Duplicate the lines below verbatim, covering the stretch from the line containing "Where can the cloud be found here?" through the line containing "[[297, 195], [74, 185], [340, 164], [573, 150]]", both included.

----------

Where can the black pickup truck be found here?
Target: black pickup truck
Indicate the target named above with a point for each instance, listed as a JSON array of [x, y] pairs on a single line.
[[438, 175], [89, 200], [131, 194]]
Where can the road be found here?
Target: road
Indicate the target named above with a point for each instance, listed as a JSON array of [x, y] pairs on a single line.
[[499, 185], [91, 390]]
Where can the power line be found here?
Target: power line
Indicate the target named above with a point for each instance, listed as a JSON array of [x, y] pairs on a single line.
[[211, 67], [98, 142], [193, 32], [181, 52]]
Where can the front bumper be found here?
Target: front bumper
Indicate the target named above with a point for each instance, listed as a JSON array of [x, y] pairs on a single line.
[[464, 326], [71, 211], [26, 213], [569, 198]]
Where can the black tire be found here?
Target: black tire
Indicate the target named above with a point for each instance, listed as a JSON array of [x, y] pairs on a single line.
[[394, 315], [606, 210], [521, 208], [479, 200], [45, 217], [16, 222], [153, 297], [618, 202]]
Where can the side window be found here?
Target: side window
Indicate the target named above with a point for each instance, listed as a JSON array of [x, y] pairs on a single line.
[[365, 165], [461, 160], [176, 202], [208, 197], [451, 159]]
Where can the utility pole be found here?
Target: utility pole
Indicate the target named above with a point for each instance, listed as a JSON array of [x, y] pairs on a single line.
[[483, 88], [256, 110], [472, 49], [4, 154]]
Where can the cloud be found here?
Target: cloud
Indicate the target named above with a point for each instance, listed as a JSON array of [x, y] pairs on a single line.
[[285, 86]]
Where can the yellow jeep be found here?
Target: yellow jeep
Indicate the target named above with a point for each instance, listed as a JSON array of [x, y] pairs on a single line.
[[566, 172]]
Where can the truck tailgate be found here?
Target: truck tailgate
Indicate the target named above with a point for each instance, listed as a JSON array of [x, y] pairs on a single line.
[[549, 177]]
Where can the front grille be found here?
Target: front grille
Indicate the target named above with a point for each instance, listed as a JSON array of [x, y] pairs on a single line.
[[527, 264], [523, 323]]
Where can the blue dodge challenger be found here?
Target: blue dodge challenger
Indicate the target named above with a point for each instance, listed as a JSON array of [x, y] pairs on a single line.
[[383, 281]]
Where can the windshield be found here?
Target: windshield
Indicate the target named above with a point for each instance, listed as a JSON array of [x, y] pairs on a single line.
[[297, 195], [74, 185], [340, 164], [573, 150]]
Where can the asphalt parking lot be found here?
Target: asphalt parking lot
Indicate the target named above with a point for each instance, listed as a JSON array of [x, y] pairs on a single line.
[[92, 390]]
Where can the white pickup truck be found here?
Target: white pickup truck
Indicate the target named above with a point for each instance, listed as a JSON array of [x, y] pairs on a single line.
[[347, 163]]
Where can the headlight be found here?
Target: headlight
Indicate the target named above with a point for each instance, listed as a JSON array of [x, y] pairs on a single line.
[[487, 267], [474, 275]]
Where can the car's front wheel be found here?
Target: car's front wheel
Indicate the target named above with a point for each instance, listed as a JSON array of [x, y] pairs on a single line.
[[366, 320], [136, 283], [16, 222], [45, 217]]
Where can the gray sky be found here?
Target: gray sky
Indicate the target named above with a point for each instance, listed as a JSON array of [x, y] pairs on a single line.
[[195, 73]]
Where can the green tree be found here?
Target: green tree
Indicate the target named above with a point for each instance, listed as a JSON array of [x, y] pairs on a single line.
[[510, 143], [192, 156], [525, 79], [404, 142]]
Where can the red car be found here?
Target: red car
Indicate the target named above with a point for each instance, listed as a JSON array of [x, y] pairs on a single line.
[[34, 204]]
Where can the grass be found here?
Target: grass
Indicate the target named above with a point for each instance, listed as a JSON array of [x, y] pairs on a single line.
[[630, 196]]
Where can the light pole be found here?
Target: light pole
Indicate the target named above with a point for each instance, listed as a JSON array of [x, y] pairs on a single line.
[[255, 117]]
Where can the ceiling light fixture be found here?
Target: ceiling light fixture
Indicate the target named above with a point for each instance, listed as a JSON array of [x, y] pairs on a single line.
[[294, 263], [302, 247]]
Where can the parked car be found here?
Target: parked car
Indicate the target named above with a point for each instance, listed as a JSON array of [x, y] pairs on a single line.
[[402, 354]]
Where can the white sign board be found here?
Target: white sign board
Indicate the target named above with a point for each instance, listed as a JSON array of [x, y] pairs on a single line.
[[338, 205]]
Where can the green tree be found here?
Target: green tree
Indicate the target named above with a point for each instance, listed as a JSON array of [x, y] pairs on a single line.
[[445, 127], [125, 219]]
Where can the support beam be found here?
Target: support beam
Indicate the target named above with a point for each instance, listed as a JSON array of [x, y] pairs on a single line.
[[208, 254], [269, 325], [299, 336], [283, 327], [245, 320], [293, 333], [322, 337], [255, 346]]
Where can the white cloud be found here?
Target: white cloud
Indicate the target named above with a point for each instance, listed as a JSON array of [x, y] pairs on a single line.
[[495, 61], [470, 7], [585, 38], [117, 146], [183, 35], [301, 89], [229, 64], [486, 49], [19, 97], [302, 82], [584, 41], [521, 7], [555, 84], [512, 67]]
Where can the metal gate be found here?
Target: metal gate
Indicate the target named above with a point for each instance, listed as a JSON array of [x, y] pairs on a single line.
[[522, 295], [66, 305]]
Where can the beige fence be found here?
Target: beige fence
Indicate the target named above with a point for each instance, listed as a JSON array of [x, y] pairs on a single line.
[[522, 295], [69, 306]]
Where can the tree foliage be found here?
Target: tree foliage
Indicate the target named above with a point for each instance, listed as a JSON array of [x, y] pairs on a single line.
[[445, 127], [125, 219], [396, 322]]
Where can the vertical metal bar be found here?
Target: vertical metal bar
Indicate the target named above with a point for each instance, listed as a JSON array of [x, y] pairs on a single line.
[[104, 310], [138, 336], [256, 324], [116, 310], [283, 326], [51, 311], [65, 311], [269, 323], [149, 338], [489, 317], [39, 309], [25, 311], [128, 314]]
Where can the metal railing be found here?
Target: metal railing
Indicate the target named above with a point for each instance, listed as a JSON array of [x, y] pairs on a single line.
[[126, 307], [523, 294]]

----------

→ Answer for the task
Where can the cloud be found here?
Target: cloud
Indicate the target named above with a point for each instance, listed as a JSON array of [x, y] pairs on a single line.
[[285, 86]]
Where can the yellow jeep be found here?
Target: yellow jeep
Indicate the target named above with a point for each instance, listed as a JSON array of [x, y] pairs on a single line.
[[566, 172]]
Where can the truck tailgate be found here?
Target: truck tailgate
Indicate the target named above with a point for each instance, listed as a JSON array of [x, y] pairs on a single line.
[[549, 177]]
Where can the front grille be found here?
Target: front grille
Indicate the target named above with a point for each instance, listed as a JSON array of [x, y] pairs on a single line.
[[527, 264], [523, 323]]
Where can the blue dodge challenger be found here?
Target: blue dodge challenger
Indicate the target named above with a point for each instance, listed as a JSON array of [x, y] pairs on a single line.
[[383, 281]]
Where can the windshield be found here?
Target: windshield
Indicate the target named above with a point for each instance, listed as a JSON array of [x, y] pairs on a single line.
[[297, 195], [74, 185], [340, 164], [573, 150]]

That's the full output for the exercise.